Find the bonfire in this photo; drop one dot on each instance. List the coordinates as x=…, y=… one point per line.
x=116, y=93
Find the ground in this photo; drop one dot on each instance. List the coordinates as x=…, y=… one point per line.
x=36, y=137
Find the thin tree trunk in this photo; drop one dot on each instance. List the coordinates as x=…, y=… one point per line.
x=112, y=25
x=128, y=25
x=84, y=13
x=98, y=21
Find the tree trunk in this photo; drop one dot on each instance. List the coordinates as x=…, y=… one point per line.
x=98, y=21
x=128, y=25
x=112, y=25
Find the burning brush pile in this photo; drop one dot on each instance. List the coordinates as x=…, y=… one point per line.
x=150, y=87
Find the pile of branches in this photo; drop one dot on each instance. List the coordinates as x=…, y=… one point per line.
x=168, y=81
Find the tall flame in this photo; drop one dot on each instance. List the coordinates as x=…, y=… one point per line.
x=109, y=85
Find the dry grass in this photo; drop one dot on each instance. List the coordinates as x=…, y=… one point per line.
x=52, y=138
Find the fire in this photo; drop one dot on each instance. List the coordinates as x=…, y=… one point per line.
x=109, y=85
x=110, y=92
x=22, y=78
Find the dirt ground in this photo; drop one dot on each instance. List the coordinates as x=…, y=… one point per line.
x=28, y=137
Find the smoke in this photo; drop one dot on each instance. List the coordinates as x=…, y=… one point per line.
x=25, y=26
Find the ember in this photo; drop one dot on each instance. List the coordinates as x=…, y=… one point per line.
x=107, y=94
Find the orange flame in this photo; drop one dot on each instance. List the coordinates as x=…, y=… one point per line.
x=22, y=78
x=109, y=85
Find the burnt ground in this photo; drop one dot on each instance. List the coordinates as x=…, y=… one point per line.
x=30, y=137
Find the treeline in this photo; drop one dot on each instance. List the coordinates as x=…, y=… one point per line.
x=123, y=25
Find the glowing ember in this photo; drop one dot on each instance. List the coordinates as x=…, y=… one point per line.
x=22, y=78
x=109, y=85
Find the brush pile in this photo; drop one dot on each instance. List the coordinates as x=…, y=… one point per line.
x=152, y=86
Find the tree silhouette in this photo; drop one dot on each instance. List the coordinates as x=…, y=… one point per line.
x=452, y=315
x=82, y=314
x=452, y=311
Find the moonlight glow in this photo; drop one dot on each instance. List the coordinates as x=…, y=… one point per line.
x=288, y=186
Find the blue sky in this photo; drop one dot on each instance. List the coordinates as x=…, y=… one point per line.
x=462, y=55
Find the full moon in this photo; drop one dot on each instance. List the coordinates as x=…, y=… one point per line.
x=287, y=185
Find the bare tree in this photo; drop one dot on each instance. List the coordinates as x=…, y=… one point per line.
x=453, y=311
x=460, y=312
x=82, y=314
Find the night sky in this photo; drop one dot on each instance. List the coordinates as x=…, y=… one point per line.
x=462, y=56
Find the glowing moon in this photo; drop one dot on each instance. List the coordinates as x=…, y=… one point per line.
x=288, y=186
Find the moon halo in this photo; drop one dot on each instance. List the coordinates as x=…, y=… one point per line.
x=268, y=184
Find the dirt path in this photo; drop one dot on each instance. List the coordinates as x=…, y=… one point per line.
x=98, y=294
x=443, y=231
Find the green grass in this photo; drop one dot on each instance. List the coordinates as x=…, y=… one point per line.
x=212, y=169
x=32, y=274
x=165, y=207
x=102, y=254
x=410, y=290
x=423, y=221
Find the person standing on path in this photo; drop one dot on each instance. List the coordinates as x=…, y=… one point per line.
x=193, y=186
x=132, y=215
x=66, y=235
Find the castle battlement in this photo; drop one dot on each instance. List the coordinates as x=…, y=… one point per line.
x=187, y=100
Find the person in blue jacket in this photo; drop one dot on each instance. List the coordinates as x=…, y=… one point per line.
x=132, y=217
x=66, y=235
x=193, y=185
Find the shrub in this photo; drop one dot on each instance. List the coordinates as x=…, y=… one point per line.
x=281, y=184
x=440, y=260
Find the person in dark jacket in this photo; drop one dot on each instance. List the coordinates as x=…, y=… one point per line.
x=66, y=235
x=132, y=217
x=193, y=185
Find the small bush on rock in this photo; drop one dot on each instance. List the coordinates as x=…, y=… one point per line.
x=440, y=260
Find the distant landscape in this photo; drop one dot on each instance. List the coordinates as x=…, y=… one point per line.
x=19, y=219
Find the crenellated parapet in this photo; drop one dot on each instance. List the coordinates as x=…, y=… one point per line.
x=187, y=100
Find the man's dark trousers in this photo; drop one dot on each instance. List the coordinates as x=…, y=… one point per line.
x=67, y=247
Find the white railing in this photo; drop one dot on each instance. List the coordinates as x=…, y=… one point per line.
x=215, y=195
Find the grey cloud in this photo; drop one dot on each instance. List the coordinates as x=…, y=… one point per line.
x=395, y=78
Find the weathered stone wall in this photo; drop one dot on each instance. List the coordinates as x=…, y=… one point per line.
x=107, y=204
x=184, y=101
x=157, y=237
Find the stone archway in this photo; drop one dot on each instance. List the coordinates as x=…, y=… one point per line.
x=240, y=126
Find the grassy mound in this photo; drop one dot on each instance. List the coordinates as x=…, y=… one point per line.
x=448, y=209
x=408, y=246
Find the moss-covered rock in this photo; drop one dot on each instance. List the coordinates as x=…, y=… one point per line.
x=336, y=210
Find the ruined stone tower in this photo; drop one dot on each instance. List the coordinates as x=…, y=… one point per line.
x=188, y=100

WHAT IS ASKED:
Rename "drop one dot" to "place one marker" throughout the lines above and reproduce them with nothing else changed.

COMPLETE OUTPUT:
Find the bonfire in this photo; place one marker on each instance. List the coordinates as x=…, y=… one point per line.
x=116, y=93
Find the ground in this photo; place one marker on each instance. List the coordinates as x=…, y=… one point per line.
x=36, y=137
Find the thin tree trunk in this photo; place one marker on each instance. List the coordinates as x=…, y=… one point per line.
x=112, y=25
x=128, y=25
x=84, y=13
x=98, y=21
Find the tree trunk in this photo; place one marker on each instance. List the coordinates as x=…, y=… one point per line.
x=98, y=21
x=128, y=25
x=112, y=25
Find the burning brush pile in this photo; place one marker on each instance. List the coordinates as x=…, y=… one point per line.
x=150, y=87
Find the pile of branches in this photo; place one marker on each instance. List the coordinates as x=…, y=… one point per line.
x=168, y=81
Find the tall flame in this photo; place one marker on each instance. List the coordinates as x=…, y=… one point per line.
x=109, y=85
Find the dry grass in this photo; place one marker on each instance. List the coordinates as x=…, y=… one point per line.
x=52, y=138
Find the fire in this photo; place one marker on each instance. List the coordinates as x=…, y=… one point per line.
x=109, y=85
x=110, y=92
x=22, y=78
Find the dirt ground in this photo; place one marker on each instance. List the coordinates as x=…, y=… one point per line.
x=28, y=137
Find the smoke in this photo; place one marker on each instance. List the coordinates as x=…, y=… one point per line.
x=25, y=26
Find the ember in this photo; place one marker on each instance. List the coordinates as x=…, y=… one point per line.
x=107, y=94
Find the orange flame in this photo; place one marker on each instance. List the coordinates as x=…, y=… one point per line.
x=22, y=78
x=109, y=85
Find the burnt ground in this photo; place one marker on each instance. List the coordinates as x=…, y=… one point per line.
x=30, y=137
Find the treeline in this photo; place one marker on each instance. List the coordinates as x=…, y=… one point per line.
x=123, y=25
Find the glowing ember in this photo; place one marker on each instance. List the coordinates as x=…, y=… one point per line.
x=22, y=78
x=109, y=85
Find the brush pile in this photo; place one marker on each instance. List the coordinates as x=…, y=… one point per line.
x=152, y=86
Find the tree silhouette in this photo; place one marker on each instance. List the coordinates as x=…, y=… one point per line.
x=452, y=315
x=82, y=314
x=452, y=311
Find the moonlight glow in this photo; place one marker on each instance. List the coordinates as x=…, y=… one point per line.
x=288, y=186
Find the blue sky in this photo; place one marker on each instance. List the coordinates as x=…, y=… one point per line.
x=462, y=55
Find the full moon in this photo; place one marker on each instance. List the coordinates as x=…, y=… one point per line.
x=287, y=185
Find the bare tree in this photo; place one marker on each instance. List the coordinates as x=…, y=… one point per line.
x=453, y=311
x=460, y=312
x=82, y=314
Find the night sky in this photo; place one marker on each instance. List the coordinates as x=…, y=… one point per line.
x=462, y=56
Find the glowing moon in this photo; place one marker on each instance. List the coordinates as x=…, y=… one point per line.
x=288, y=186
Find the moon halo in this photo; place one marker on each instance. List the coordinates as x=…, y=… one point per line.
x=268, y=184
Find the dirt path in this photo; place one marker on each instance. List the coordinates as x=…, y=… one point per line.
x=98, y=294
x=443, y=231
Find the green grass in this photo; place one marker on each instance. List the coordinates as x=…, y=… one point per line.
x=212, y=169
x=32, y=274
x=165, y=207
x=102, y=254
x=410, y=290
x=423, y=221
Find the person standing on path in this photo; place one marker on each instance. List the coordinates as x=…, y=… one point per line.
x=193, y=186
x=132, y=215
x=66, y=235
Find the castle battlement in this photo; place one marker on each instance. List the coordinates as x=…, y=… one point per line.
x=187, y=100
Find the person in blue jacket in this photo; place one marker on each instance. List the coordinates as x=…, y=… one point per line.
x=132, y=217
x=66, y=235
x=193, y=185
Find the shrub in this photo; place one marker on each instance. List the coordinates as x=…, y=… one point per line.
x=281, y=184
x=440, y=260
Find the person in dark jacket in this photo; place one marker on each instance. List the coordinates as x=…, y=… one point per line.
x=66, y=235
x=132, y=217
x=193, y=185
Find the small bush on rock in this photo; place one marker on each instance. List the coordinates as x=…, y=… one point per line.
x=440, y=260
Find the distant landscape in this photo; place one marker on each instance. List the coordinates as x=…, y=… one point per line.
x=19, y=219
Find the crenellated parapet in this photo; place one marker on each instance. List the coordinates as x=…, y=… one point per line.
x=187, y=100
Find the man's dark trousers in this photo; place one marker on each instance. List the coordinates as x=…, y=… one point per line.
x=67, y=247
Find the white railing in this photo; place one marker on each instance. List the coordinates as x=…, y=… one point per line.
x=215, y=195
Find the grey cloud in this photo; place one marker on each instance. List the coordinates as x=…, y=… one point per line.
x=395, y=78
Find the weathered stone wall in this photo; place one marker on each instance. List the coordinates as x=…, y=… one point per line.
x=107, y=204
x=184, y=101
x=157, y=237
Find the stone archway in this photo; place one marker on each instance. List the coordinates as x=…, y=… one point per line.
x=240, y=126
Find the grassy mound in this photo; place one marker on each instance. List the coordinates as x=…, y=… one point per line.
x=448, y=209
x=408, y=246
Find the moss-covered rock in this photo; place one marker on each instance. List the coordinates as x=…, y=… one point per line.
x=336, y=210
Find the ruined stone tower in this photo; place one marker on each instance. List the coordinates as x=…, y=… one point per line.
x=188, y=100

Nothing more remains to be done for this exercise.